Start of Data excerpts
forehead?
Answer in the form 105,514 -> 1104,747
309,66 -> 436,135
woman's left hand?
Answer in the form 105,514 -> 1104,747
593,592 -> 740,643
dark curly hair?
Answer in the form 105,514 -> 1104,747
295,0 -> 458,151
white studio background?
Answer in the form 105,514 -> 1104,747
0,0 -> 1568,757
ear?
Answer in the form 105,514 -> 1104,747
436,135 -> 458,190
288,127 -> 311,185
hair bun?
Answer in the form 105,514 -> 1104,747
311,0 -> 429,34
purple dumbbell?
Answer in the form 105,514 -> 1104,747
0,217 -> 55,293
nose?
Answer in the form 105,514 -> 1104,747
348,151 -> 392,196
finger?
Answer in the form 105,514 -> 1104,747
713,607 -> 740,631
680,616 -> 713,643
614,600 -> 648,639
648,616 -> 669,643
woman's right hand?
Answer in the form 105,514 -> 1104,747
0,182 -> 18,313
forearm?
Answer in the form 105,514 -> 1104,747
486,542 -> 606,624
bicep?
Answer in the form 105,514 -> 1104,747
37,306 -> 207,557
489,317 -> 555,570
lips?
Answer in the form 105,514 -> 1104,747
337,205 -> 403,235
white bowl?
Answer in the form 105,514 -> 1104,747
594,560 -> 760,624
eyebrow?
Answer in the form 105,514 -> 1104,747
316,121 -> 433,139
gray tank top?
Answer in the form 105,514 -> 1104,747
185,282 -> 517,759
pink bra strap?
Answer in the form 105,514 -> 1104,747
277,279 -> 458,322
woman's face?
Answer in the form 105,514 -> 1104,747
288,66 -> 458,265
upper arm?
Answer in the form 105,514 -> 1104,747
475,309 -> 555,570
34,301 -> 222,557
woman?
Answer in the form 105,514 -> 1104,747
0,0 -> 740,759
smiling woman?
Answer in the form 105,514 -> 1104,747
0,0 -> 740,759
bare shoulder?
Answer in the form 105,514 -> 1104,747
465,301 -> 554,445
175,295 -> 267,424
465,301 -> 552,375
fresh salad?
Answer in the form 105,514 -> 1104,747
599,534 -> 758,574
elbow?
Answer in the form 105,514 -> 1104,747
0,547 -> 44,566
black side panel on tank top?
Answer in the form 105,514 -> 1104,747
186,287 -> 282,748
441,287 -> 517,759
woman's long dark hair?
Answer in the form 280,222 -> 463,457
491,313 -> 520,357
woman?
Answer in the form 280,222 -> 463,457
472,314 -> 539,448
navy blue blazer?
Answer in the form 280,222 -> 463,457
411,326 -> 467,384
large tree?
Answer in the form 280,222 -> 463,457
End of Data excerpts
**What the task asks**
Can you write out every row above verbatim, with no changes?

**Answer for the task**
forehead?
Answer in the form 105,514 -> 1104,747
309,66 -> 436,135
woman's left hand?
Answer in the form 105,514 -> 1104,747
593,592 -> 740,643
dark curly hair?
Answer in the form 105,514 -> 1104,747
295,0 -> 458,151
white studio background?
Answer in the form 105,514 -> 1104,747
0,0 -> 1568,757
ear?
Answer in the form 105,514 -> 1104,747
436,135 -> 458,190
288,127 -> 311,185
hair bun?
Answer in the form 105,514 -> 1104,747
311,0 -> 429,34
purple dumbbell?
Answer in the form 105,514 -> 1104,747
0,217 -> 55,293
nose?
Answer in the form 105,514 -> 1104,747
348,151 -> 392,196
finger?
Answer in the form 105,514 -> 1104,747
713,607 -> 740,631
680,616 -> 713,643
614,600 -> 648,639
648,616 -> 669,643
woman's right hand?
Answer in the form 105,514 -> 1104,747
0,182 -> 18,313
forearm?
Answer in the form 105,514 -> 1104,747
486,542 -> 606,624
bicep?
Answer in the form 105,514 -> 1104,747
37,306 -> 207,557
489,317 -> 555,570
lips?
Answer in the form 105,514 -> 1104,747
337,205 -> 403,235
white bowl?
Answer in the form 105,514 -> 1104,747
594,560 -> 760,624
eyebrow?
Answer in the form 105,514 -> 1104,747
316,121 -> 433,139
gray tank top?
Answer in the form 105,514 -> 1104,747
185,282 -> 517,759
pink bra strap?
Answer in the form 105,514 -> 1104,747
277,279 -> 458,322
woman's face?
Answer in the form 105,514 -> 1104,747
288,66 -> 458,265
upper arm?
Answer in the form 105,514 -> 1104,747
475,309 -> 555,570
34,301 -> 222,557
woman?
Answer in the form 105,514 -> 1104,747
0,0 -> 740,759
smiling woman?
Answer in the form 105,514 -> 1104,747
0,0 -> 740,759
bare shoulder?
Answer in the form 105,514 -> 1104,747
465,301 -> 554,445
175,295 -> 267,424
465,301 -> 552,375
fresh salad?
Answer in the form 105,514 -> 1104,747
599,534 -> 758,574
elbow?
Answer in the form 105,514 -> 1104,747
0,547 -> 44,566
black side panel on tank top?
Answer in the form 105,514 -> 1104,747
186,287 -> 282,748
441,287 -> 517,759
woman's long dark hair?
Answer in the form 280,222 -> 463,457
491,313 -> 520,357
woman?
Answer in the form 280,222 -> 463,457
472,314 -> 539,448
navy blue blazer?
Answer in the form 280,222 -> 463,457
411,326 -> 467,384
large tree?
Answer in the form 280,222 -> 463,457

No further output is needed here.